▸ The task
Update the records below, changing "every instance gets its own outline" to "each instance is outlined separately" throughout and keeping everything else as it is. Leave the pictures out of your answer.

(Records from a data collection)
** BEGIN **

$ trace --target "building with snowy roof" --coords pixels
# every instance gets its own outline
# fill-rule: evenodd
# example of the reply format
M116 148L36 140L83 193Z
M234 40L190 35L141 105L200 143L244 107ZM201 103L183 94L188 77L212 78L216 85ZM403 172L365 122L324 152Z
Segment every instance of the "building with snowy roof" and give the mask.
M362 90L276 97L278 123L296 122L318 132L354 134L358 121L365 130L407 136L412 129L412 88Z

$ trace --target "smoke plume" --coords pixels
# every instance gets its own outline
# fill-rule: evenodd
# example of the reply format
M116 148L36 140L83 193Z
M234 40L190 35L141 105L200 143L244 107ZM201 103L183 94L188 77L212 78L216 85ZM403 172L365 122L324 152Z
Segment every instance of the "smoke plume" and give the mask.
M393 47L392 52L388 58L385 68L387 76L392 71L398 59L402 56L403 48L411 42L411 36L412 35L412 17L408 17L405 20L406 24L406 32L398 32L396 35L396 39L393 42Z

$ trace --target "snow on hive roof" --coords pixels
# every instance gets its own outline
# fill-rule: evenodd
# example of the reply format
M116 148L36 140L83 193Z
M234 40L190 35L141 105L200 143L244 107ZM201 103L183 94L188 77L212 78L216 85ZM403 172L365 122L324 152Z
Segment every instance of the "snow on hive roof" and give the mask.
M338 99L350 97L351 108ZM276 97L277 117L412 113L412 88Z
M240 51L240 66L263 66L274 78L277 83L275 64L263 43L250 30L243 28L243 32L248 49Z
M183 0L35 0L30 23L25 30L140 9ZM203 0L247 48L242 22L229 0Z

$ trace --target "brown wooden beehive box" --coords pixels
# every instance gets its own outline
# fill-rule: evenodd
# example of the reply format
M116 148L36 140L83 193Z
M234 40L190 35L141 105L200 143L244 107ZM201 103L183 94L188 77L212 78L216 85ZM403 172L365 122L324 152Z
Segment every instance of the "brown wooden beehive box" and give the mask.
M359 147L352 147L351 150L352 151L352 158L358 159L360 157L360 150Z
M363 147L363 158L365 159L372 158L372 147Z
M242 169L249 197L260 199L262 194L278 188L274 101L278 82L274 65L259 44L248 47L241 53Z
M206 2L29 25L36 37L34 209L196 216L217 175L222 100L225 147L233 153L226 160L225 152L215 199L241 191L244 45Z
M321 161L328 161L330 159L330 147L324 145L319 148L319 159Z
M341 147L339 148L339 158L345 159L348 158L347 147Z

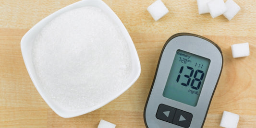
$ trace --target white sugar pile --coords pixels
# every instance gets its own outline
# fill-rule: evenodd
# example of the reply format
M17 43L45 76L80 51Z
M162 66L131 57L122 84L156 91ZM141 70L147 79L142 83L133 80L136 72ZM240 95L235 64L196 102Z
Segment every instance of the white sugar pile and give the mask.
M112 99L125 87L132 70L120 28L93 7L71 10L51 21L37 36L32 57L47 94L69 110Z

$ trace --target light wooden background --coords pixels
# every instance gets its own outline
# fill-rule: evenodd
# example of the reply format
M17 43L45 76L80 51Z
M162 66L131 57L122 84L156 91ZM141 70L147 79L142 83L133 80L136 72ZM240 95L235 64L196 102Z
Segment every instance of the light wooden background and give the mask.
M133 39L141 74L126 92L105 106L71 118L57 115L34 87L24 64L20 41L44 17L78 0L0 0L0 127L97 128L101 119L116 128L145 128L143 110L162 47L179 32L205 36L221 48L222 73L204 128L219 128L223 111L239 114L238 128L256 128L256 2L234 0L241 10L231 21L199 15L195 0L162 0L170 12L155 22L146 8L155 0L103 0ZM250 55L233 58L231 46L249 42Z

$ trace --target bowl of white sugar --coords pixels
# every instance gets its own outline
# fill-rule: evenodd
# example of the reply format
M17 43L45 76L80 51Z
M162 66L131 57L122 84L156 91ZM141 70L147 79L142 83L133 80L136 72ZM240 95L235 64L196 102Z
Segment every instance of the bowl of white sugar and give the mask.
M103 106L140 74L127 31L100 0L81 0L54 12L25 34L21 47L35 86L63 117Z

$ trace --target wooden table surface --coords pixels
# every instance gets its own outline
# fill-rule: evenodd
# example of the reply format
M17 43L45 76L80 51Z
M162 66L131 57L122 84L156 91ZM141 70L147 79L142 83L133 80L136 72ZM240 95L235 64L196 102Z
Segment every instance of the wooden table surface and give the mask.
M34 87L25 67L20 41L36 23L78 0L0 1L0 127L97 128L103 119L116 128L145 128L143 110L160 51L167 39L180 32L203 35L221 48L222 72L204 128L219 128L223 111L239 114L238 128L256 128L256 4L234 0L241 7L231 21L199 15L196 0L162 0L170 12L157 22L146 8L155 0L103 0L130 33L141 73L118 98L93 112L70 118L56 115ZM248 42L250 56L234 58L231 46Z

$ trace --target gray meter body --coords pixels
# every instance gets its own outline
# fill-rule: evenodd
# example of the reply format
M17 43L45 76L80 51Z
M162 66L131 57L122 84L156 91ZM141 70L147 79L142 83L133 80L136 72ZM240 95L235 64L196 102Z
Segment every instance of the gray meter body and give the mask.
M202 128L220 75L220 48L179 33L166 42L144 109L147 128Z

** END **

▸ Written solution
$ trace --target "building with snowy roof" --coords pixels
# each instance is outlined separately
# fill-rule: evenodd
# example of the reply format
M116 148L36 140L83 193Z
M234 40L190 35L141 105L200 143L244 107ZM201 103L183 94L188 77L212 78L216 85ZM403 172L365 122L324 152Z
Segment every instance of the "building with snowy roof" and give the mask.
M362 90L276 97L278 123L296 122L318 132L354 134L358 121L365 130L407 136L412 129L412 88Z

$ trace --target "smoke plume" --coords pixels
# each instance is outlined separately
# fill-rule: evenodd
# example of the reply format
M116 148L36 140L83 193Z
M234 40L190 35L141 105L200 143L244 107ZM201 103L183 94L188 77L212 78L216 85ZM403 172L365 122L324 152Z
Segment every instance of the "smoke plume" and give the mask.
M393 47L392 52L388 58L385 68L387 76L392 71L398 59L402 56L403 48L411 42L411 36L412 35L412 17L408 17L405 20L406 24L406 32L398 32L396 35L396 39L393 42Z

$ trace --target "snow on hive roof" --coords pixels
# each instance is outlined separately
# fill-rule: evenodd
# example of the reply format
M116 148L36 140L83 193Z
M234 40L190 35L141 105L200 143L244 107ZM201 103L183 94L188 77L212 78L216 85ZM403 172L365 122L324 152Z
Segment every instance of the "snow on hive roof" and give the mask.
M338 99L350 97L351 108ZM276 97L277 117L412 113L412 88Z
M240 51L240 66L263 66L274 78L277 83L275 64L263 43L250 30L243 28L243 32L248 49Z
M183 0L35 0L30 23L25 30L140 9ZM203 0L247 48L242 22L229 0Z

$ trace --target "brown wooden beehive box" --coords pixels
# each instance is outlined separately
# fill-rule: evenodd
# example of the reply format
M116 148L36 140L83 193Z
M234 40L190 35L141 105L200 143L244 107ZM201 103L183 94L188 77L212 78L216 85ZM403 172L365 122L324 152Z
Segment every instance of the "brown wooden beehive box" and give the mask.
M359 147L352 147L351 150L352 151L352 158L358 159L360 157L360 150Z
M363 147L363 158L365 159L372 158L372 147Z
M242 169L249 197L260 199L262 194L278 188L274 101L278 82L274 65L259 44L248 47L241 53Z
M206 2L29 25L36 37L34 209L196 216L217 175L222 100L225 147L233 153L226 160L225 152L215 199L241 191L244 45Z
M321 161L328 161L330 159L330 147L324 145L319 148L319 159Z
M341 147L339 148L339 158L345 159L348 158L347 147Z

$ trace --target white sugar pile --coords pixels
# each instance is outlined separately
# fill-rule: evenodd
# example of the reply format
M17 43L45 76L80 51Z
M162 66L131 57L122 84L156 91ZM141 70L147 79L142 83L133 80L136 72ZM240 95L235 64L196 102Z
Segment every instance of the white sugar pile and give the mask.
M112 99L125 87L132 70L120 28L93 7L71 10L51 21L37 36L32 57L47 94L69 110Z

$ trace --target light wooden background --coords pixels
# each instance is outlined separately
# fill-rule: evenodd
# example of the reply format
M17 43L45 76L80 51Z
M162 66L131 57L122 84L156 91ZM141 70L147 79L142 83L133 80L136 72ZM240 95L235 64L196 102Z
Segment every instance of the light wooden background and give the mask.
M133 39L141 74L126 92L105 106L71 118L57 115L34 87L24 64L20 41L44 17L78 0L0 0L0 127L97 128L101 119L116 128L145 128L143 110L162 47L179 32L205 36L221 48L222 73L204 128L219 128L223 111L239 114L238 128L256 128L256 2L234 0L241 10L231 21L199 15L195 0L162 0L170 12L155 22L146 8L155 0L103 0ZM250 55L233 58L231 46L249 42Z

$ trace --target bowl of white sugar --coords pixels
# each instance is outlined separately
# fill-rule: evenodd
# example of the reply format
M17 43L45 76L80 51Z
M162 66L131 57L122 84L156 91ZM141 70L147 79L142 83L133 80L136 72ZM240 95L235 64L196 102Z
Segment every instance of the bowl of white sugar and give the mask.
M103 106L140 74L127 31L100 0L81 0L54 12L25 34L21 47L35 86L63 117Z

$ trace --target wooden table surface --coords pixels
# each instance is outlined separately
# fill-rule: evenodd
# example of the reply format
M17 43L45 76L80 51Z
M162 66L131 57L122 84L156 91ZM141 70L147 79L142 83L133 80L136 72ZM240 95L235 64L196 102Z
Segment every instance of the wooden table surface and give the mask.
M34 87L25 67L20 41L36 23L78 0L0 1L0 127L97 128L103 119L116 128L145 128L143 110L160 51L167 39L180 32L203 35L221 48L222 72L204 128L219 128L223 111L239 114L238 128L256 128L256 4L234 0L241 7L231 21L199 15L196 0L162 0L170 12L157 22L146 8L155 0L103 0L130 33L141 73L118 98L93 112L70 118L56 115ZM248 42L250 56L234 58L231 46Z

$ trace --target gray meter body --coords pixels
# each instance is outlined separately
# fill-rule: evenodd
# example of the reply format
M17 43L45 76L80 51Z
M162 66L131 57L122 84L156 91ZM141 70L147 79L142 83L133 80L136 72ZM240 95L235 64L196 102Z
Segment every instance of the gray meter body and give the mask.
M202 128L220 75L220 48L179 33L166 42L144 109L147 128Z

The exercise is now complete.